#### Исходный текст
▬▬▬▬▬▬

В 1690 г. русскому резиденту Волкову православные жаловались на следующее: в Варшаве коронный канцлер оправдал отступника — Владимирского епископа, на которого жаловалась паства за то, что он хотел обратить в унию две церкви, построенные Владимирским братством. Решение канцлера гласило: "Хотя прежде эти церкви в унии и не были, так теперь будут" . Король подтвердил этот суд!
Униат Перемышльский епископ Малаховский захватил пять церквей, священнические дворы и разграбил имения, причем некоторых священников избили.
С конца XVII в. в иезуитских школах Львова русских учеников стали принуждать к унии и к присяге, а те, кто хотели учиться дальше (философии и богословию), должны были непременно принять унию.
Обо всем этом русские резиденты извещали Москву, но, к сожалению, политическое положение не позволяло вступиться за Православие, что означало бы новую войну с Польшей в то время, как Украина подвергалась крымским набегам. Так 40.000 татар напали на Украину в начале 1693 г. вместе с "сепаратистом" Петриком, тщетно желавшим отделить Малороссию от России. Кроме того, Петр I был чересчур занят шведскими делами. Как отмечает Соловьев, "огромное большинство в Малороссии крепко стояло за единство с Землей Русской, т.е. за союз с Москвой во имя Православия" (С.Соловьев. "История России", т. XIV, с. 1128-1133).
6. Петровское разорение
Настоящим трудом не преследуя цели систематического анализа исторических событий, мы не намерены останавливаться на разборе петровских реформ в их целом. Как остроумно замечает И.Л.Солоневич, в оценке гения Петра неожиданно сошлись Екатерина II, Лев Тихомиров, Вольтер, Маркс, Энгельс и русские революционеры XIX в.! Эти последние приветствовали в нем разрушителя Московской империи.
Предоставленный с раннего детства самому себе, получивший воспитание и образование от думского дьяка Зотова, вынужденный с малых лет бороться с умной и властолюбивой сестрой, мог ли Петр правильно подготовиться к своему царскому служению? Учитывая его характер и живой ум, можно было предугадать многое из его последующих действий. Выросши, Петр столкнулся лицом к лицу с потомками тех бояр-олигархов, которые покушались на самодержавие Ивана Грозного, с теми именитыми царедворцами, которые чуть было не поделили Россию при брате его — Феодоре Алексеевиче. Олигархи эти мечтали и ему навязать свою власть, как навязывали они ее Алексею Михайловичу. С результатами их долголетнего правления, приказной волокитой и хищениями их ставленников-воевод Петр также не замедлил ознакомиться. Правильно учел он и военную опасность, грозившую России со стороны Швеции, что требовало скорейшего устранения внутренних недостатков.
Имей Петр надлежащую подготовку и знания, коими московские государи наделяли своих наследников, несомненно, ход его реформ был бы иным. Возврат к местному самоуправлению, благодаря которому Московская Русь, как мы видели, социально опередила Запад, мог бы при энергичном контроле царя быстро залечить следы бюрократического произвола. После Петра он еще разросся!

▬▬▬▬▬▬

#### Выдержки из записей
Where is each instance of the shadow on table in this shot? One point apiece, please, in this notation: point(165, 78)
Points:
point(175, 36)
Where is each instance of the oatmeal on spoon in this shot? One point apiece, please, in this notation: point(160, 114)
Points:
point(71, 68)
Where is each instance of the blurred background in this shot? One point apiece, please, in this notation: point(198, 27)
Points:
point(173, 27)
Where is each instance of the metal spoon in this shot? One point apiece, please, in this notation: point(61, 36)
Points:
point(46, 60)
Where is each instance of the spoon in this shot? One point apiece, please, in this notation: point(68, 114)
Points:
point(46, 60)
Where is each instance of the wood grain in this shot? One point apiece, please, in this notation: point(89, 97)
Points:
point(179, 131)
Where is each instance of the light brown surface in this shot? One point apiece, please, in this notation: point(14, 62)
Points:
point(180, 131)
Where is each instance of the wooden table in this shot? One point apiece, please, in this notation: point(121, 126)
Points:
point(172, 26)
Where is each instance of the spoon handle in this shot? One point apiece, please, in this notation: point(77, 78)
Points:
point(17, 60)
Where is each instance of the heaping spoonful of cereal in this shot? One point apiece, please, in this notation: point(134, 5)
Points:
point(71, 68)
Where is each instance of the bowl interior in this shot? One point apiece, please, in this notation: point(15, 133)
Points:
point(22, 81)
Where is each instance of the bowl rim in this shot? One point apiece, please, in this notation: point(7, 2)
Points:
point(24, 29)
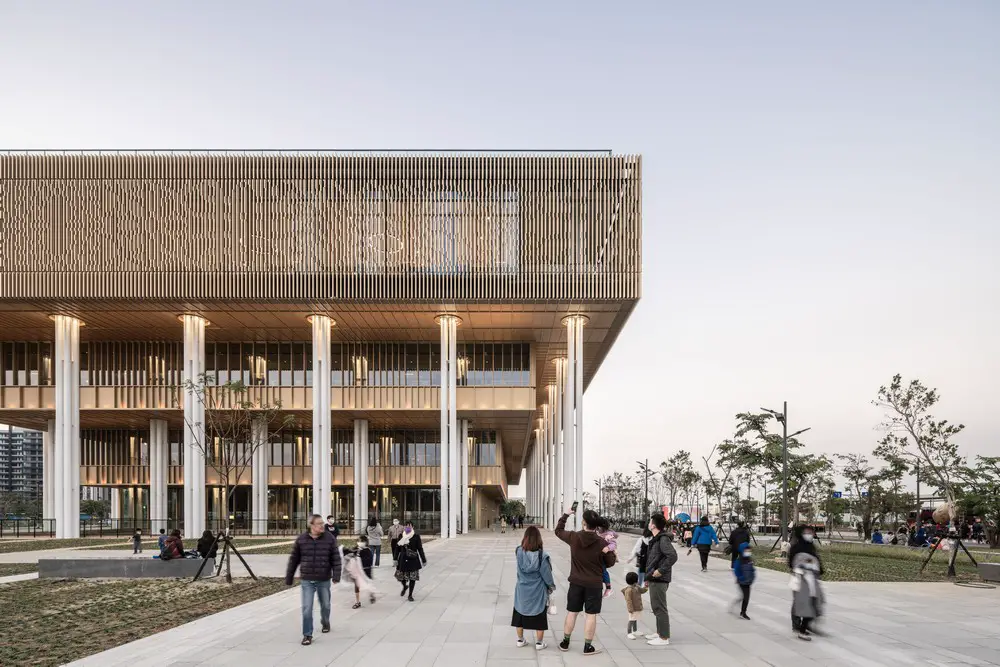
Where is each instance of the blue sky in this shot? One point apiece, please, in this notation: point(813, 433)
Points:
point(820, 183)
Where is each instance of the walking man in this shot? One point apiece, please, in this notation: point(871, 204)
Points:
point(660, 559)
point(589, 556)
point(317, 558)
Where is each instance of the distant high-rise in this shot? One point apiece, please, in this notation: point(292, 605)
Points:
point(21, 462)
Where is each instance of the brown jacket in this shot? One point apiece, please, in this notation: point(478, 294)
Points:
point(587, 559)
point(633, 597)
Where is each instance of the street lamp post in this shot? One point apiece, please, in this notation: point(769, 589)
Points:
point(783, 418)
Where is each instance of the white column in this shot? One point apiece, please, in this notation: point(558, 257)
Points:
point(449, 426)
point(258, 474)
point(66, 442)
point(48, 471)
point(194, 430)
point(159, 453)
point(322, 434)
point(463, 444)
point(360, 474)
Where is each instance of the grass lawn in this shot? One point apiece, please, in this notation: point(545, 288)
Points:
point(51, 622)
point(849, 562)
point(7, 569)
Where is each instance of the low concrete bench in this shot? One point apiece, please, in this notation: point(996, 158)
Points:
point(989, 571)
point(121, 568)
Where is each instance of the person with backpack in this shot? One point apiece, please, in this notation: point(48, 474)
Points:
point(703, 538)
point(745, 573)
point(317, 557)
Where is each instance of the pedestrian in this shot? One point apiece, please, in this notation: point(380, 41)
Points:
point(317, 557)
point(807, 594)
point(745, 573)
point(739, 535)
point(395, 532)
point(137, 542)
point(703, 538)
point(633, 603)
point(411, 560)
point(374, 533)
point(659, 569)
point(589, 556)
point(639, 552)
point(531, 593)
point(363, 554)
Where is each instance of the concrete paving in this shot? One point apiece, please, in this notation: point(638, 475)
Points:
point(462, 616)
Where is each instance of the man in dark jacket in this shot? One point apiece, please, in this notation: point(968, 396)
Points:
point(740, 535)
point(660, 559)
point(317, 558)
point(589, 555)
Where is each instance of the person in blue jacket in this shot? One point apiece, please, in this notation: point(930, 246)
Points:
point(745, 572)
point(703, 539)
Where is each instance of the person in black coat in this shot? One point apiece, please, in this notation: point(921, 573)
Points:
point(317, 558)
point(739, 535)
point(411, 560)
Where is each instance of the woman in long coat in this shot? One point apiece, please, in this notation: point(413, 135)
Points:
point(534, 583)
point(411, 560)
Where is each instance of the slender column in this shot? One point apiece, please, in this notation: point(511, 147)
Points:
point(159, 454)
point(258, 476)
point(194, 431)
point(48, 471)
point(66, 459)
point(322, 434)
point(463, 444)
point(449, 426)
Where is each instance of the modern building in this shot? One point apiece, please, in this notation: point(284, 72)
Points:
point(21, 463)
point(427, 324)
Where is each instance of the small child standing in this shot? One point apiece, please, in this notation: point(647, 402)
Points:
point(745, 573)
point(633, 603)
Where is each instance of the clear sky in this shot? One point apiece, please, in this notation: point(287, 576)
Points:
point(821, 183)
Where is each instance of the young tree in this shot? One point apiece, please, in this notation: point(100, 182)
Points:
point(677, 474)
point(914, 435)
point(237, 424)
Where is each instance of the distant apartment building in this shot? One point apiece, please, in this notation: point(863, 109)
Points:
point(21, 462)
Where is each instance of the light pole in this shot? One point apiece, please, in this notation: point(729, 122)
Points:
point(644, 467)
point(783, 418)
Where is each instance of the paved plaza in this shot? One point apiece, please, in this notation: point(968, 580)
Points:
point(463, 605)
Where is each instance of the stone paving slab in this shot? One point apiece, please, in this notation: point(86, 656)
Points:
point(464, 599)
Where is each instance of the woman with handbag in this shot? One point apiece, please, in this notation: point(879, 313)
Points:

▬▬▬▬▬▬

#### Задания
(1) Воспроизведите без изменений фрагмент исходного текста от слов «В 1690 г. русскому» до слов «непременно принять унию.».
(2) Определите, соответствуют ли исходному тексту утверждения: (а) король подтвердил решение коронного канцлера; (б) епископ Малаховский захватил три церкви; (в) воспитание и образование Петр получил от думского дьяка Зотова. Для каждого ответьте «да» или «нет» и приведите решающие слова текста дословно.
Записи получены из другого источника.

#### Письменные ответы
(1)
В 1690 г. русскому резиденту Волкову православные жаловались на следующее: в Варшаве коронный канцлер оправдал отступника — Владимирского епископа, на которого жаловалась паства за то, что он хотел обратить в унию две церкви, построенные Владимирским братством. Решение канцлера гласило: "Хотя прежде эти церкви в унии и не были, так теперь будут" . Король подтвердил этот суд!
Униат Перемышльский епископ Малаховский захватил пять церквей, священнические дворы и разграбил имения, причем некоторых священников избили.
С конца XVII в. в иезуитских школах Львова русских учеников стали принуждать к унии и к присяге, а те, кто хотели учиться дальше (философии и богословию), должны были непременно принять унию.

(2)
(а) Да: «Король подтвердил этот суд!»
(б) Нет: «захватил пять церквей».
(в) Да: «получивший воспитание и образование от думского дьяка Зотова».